▶ THINGS TO DO
A. Using the Hurricane Isaac report, decide whether each statement agrees with it: (i) Isaac's winds were of Category 1 strength; (ii) The Fish House was closed for six months because of Isaac; (iii) the Florida Panhandle remained under a hurricane warning. Answer yes or no for each and quote the deciding words.
B. Reproduce the Hurricane Isaac report word for word between "At The Fish" and "for six months.", inclusive.

PENSACOLA -- Strengthening as it loomed just off southeastern Louisiana’s bayous Tuesday, Hurricane Isaac began a slow, flooding crawl that promised to impact much of the Gulf Coast.
Though the storm finally clocked in at hurricane strength in the hours before a portion of its center made landfall in Plaquemines Parish, 90 miles southeast of New Orleans, water was more of a concern than its Category 1 winds. It was on a path to move onshore overnight south of New Orleans, pushing storm surge up to 12 feet that could spill over low-lying coastal Louisiana and Mississippi, followed by up to 20 inches of rain over the next few days as the storm slows.
“When Isaac comes ashore some time tonight, somewhere in Louisiana or Mississippi, that will not be the end,” said National Hurricane Center Director Rick Knabb during a conference call. “It will be the beginning.”
Hurricane warnings were in effect from Morgan City, La., to the Mississippi-Alabama border. The approaching storm forced the shutdown of 49 offshore drilling platforms in the Gulf of Mexico — 65 percent of the operating rigs — and 503 production rigs as well as a sting of refining facilities, reported IHS, a business analysis firm.
For the Florida Panhandle, the threat was downgraded to a tropical storm warning. Florida’s beachfront towns could see eroding sea conditions and flooding was possible across the region, but the sense was that the state had dodged the worst.
At The Fish House, a landmark bayfront eatery in Pensacola, a power surge caused the lights to flicker and the radio to go silent during lunch service Tuesday. It was nothing compared to what happened eight years ago, when Hurricane Ivan ripped the clay shingles from the roof and sent wooden planks from a nearby marina crashing into the building, closing the restaurant for six months.
“I’m relieved, to say the least,” restaurant maintenance manager Robby Quina said Tuesday. “We’re just going to get some feeder bands. Nothing to it.”
Isaac was expected to make landfall a day before — or on — the seventh anniversary of Hurricane Katrina flooding New Orleans. Federal and state disaster managers and political leaders were confident that the city’s beefed up pumps and protective levees would withstand the test of Isaac, a far less intense storm.
“We don’t expect a Katrina-like event, but remember there are things about a Category 1 storm that can kill you,” Mayor Mitch Landrieu said. But there was high concern for residents in low-lying areas outside the levees.
President Barack Obama warned Gulf Coast residents to heed evacuation warnings from local and federal officials. Vulnerable communities in Louisiana, Mississippi, Alabama and Florida had been ordered to pack up in advance of the massive storm.
“Now is not the time to tempt fate. Now is not the time to dismiss official warnings,” Obama said. “You need to take this seriously.”
In South Florida, Isaac left a wake of health advisories and flood warnings.
Health departments in both Miami-Dade and Broward counties urged residents to take extra steps to prevent mosquito bites because the insects, which can carry illness, can breed in the puddles and standing water left behind by the storm.
“West Nile Virus, St. Louis Encephalitis, Eastern Equine Encephalitis and Dengue Fever are known diseases carried by mosquitoes,” said a Broward alert. “Taking appropriate precautions will help to prevent mosquito-borne diseases.”

▶ AVAILABLE DATA
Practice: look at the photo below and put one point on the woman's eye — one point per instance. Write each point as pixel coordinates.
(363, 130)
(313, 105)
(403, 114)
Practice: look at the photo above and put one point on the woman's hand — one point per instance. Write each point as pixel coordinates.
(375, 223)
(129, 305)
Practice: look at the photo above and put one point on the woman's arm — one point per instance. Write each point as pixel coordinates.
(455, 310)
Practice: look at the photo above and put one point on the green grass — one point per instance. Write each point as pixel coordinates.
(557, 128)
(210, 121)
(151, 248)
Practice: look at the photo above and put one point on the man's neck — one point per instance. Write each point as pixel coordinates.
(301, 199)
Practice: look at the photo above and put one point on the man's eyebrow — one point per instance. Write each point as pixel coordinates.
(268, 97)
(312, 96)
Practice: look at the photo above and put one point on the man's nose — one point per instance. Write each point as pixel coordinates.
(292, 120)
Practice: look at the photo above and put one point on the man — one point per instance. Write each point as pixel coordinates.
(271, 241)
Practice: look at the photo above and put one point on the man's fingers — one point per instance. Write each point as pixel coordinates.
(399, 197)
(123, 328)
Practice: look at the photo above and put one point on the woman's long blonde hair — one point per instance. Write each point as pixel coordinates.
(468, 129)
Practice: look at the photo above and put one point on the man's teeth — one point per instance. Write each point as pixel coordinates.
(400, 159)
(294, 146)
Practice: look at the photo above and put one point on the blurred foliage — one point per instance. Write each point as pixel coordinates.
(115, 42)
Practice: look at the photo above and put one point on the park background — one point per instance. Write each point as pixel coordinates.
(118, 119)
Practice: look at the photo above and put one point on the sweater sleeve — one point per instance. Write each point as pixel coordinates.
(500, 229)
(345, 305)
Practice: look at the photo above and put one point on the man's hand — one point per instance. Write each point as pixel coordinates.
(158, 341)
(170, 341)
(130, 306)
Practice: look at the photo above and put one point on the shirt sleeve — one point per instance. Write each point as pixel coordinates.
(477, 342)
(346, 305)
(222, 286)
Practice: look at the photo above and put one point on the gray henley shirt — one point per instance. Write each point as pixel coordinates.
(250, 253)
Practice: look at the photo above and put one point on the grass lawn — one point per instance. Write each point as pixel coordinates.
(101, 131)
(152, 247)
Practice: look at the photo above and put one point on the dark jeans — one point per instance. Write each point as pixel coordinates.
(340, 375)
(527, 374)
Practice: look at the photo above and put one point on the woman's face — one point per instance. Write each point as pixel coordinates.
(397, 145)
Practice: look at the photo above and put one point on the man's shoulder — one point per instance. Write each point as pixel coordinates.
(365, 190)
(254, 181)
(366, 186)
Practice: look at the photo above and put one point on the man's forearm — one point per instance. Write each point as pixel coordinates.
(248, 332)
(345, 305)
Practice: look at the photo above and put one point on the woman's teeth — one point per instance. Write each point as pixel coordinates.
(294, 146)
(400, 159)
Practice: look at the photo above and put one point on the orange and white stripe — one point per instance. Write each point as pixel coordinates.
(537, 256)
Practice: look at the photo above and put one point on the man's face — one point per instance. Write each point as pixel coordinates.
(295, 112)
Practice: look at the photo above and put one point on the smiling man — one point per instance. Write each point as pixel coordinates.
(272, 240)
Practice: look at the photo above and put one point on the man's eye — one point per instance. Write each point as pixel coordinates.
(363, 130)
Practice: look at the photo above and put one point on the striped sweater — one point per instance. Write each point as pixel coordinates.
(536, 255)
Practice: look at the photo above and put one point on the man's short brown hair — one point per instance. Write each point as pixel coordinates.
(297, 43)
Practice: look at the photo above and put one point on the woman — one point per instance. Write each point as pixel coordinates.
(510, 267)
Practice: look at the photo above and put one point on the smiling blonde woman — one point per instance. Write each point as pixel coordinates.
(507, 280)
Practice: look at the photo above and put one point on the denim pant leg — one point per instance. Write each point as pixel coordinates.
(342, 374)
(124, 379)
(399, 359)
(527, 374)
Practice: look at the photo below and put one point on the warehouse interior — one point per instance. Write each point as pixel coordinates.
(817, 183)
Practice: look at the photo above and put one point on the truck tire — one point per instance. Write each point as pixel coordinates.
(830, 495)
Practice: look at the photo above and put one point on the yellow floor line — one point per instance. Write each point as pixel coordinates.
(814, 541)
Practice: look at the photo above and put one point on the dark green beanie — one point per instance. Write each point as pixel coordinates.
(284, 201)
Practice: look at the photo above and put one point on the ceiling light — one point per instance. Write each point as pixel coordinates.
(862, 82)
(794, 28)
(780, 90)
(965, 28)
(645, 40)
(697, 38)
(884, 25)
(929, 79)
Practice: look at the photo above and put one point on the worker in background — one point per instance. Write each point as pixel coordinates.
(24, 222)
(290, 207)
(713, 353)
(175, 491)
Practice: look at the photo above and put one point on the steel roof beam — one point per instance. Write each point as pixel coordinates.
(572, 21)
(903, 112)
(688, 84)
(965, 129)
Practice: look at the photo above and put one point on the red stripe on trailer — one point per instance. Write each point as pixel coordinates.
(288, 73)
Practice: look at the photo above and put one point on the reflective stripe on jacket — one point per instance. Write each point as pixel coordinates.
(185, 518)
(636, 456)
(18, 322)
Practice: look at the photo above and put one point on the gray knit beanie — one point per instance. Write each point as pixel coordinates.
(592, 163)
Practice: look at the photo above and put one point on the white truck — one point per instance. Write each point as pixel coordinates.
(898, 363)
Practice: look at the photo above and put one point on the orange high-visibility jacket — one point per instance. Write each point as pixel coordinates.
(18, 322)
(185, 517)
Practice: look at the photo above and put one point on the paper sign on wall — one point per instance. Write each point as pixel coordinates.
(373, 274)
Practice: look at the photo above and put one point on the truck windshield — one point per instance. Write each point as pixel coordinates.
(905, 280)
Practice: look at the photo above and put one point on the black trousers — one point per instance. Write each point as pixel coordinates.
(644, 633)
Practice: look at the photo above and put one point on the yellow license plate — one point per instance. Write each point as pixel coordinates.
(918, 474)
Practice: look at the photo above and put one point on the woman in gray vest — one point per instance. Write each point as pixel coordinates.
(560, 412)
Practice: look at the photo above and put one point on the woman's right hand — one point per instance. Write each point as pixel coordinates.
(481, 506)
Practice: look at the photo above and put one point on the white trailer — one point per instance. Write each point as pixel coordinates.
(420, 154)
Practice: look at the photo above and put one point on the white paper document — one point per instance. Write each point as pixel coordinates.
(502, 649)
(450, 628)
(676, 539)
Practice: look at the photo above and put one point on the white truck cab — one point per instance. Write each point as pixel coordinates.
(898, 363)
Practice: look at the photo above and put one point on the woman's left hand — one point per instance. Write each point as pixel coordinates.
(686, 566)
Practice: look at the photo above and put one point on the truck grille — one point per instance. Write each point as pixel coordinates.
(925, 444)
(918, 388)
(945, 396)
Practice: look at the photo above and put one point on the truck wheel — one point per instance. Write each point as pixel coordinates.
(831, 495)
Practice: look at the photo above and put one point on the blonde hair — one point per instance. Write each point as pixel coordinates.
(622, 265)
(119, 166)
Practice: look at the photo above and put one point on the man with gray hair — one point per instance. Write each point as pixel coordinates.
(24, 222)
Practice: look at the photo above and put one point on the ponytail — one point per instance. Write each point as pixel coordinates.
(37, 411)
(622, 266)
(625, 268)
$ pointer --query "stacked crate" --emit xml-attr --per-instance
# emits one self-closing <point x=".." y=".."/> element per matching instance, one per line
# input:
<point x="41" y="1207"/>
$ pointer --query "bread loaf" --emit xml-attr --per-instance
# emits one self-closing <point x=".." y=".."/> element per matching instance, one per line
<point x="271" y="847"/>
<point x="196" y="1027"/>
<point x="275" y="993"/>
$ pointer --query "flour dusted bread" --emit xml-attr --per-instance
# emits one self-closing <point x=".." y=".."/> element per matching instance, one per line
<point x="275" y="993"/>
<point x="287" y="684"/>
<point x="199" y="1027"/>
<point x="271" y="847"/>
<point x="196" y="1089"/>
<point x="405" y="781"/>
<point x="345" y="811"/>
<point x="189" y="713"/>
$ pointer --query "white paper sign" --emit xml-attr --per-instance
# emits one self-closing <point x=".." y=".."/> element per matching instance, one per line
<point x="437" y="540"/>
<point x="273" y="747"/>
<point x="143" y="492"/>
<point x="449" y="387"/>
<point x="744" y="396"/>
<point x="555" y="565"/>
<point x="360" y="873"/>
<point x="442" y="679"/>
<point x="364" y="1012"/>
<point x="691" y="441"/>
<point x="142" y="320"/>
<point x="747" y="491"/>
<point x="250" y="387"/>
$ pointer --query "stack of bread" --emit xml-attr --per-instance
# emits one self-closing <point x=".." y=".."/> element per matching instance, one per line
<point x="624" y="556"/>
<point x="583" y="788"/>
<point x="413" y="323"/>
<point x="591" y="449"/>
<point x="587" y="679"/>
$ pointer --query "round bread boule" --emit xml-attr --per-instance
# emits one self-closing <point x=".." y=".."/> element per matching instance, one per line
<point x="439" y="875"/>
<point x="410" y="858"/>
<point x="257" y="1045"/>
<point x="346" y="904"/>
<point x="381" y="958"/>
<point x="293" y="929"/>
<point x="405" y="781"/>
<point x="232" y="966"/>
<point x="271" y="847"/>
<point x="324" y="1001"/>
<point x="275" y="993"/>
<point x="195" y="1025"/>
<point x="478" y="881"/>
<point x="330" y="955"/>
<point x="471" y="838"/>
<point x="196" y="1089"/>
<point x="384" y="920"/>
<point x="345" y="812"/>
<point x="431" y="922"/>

▶ ANSWERS FOR THIS EXERCISE
A.
(i) Yes: "water was more of a concern than its Category 1 winds"
(ii) No: "It was nothing compared to what happened eight years ago, when Hurricane Ivan ripped the clay shingles from the roof"
(iii) No: "For the Florida Panhandle, the threat was downgraded to a tropical storm warning."

B.
At The Fish House, a landmark bayfront eatery in Pensacola, a power surge caused the lights to flicker and the radio to go silent during lunch service Tuesday. It was nothing compared to what happened eight years ago, when Hurricane Ivan ripped the clay shingles from the roof and sent wooden planks from a nearby marina crashing into the building, closing the restaurant for six months.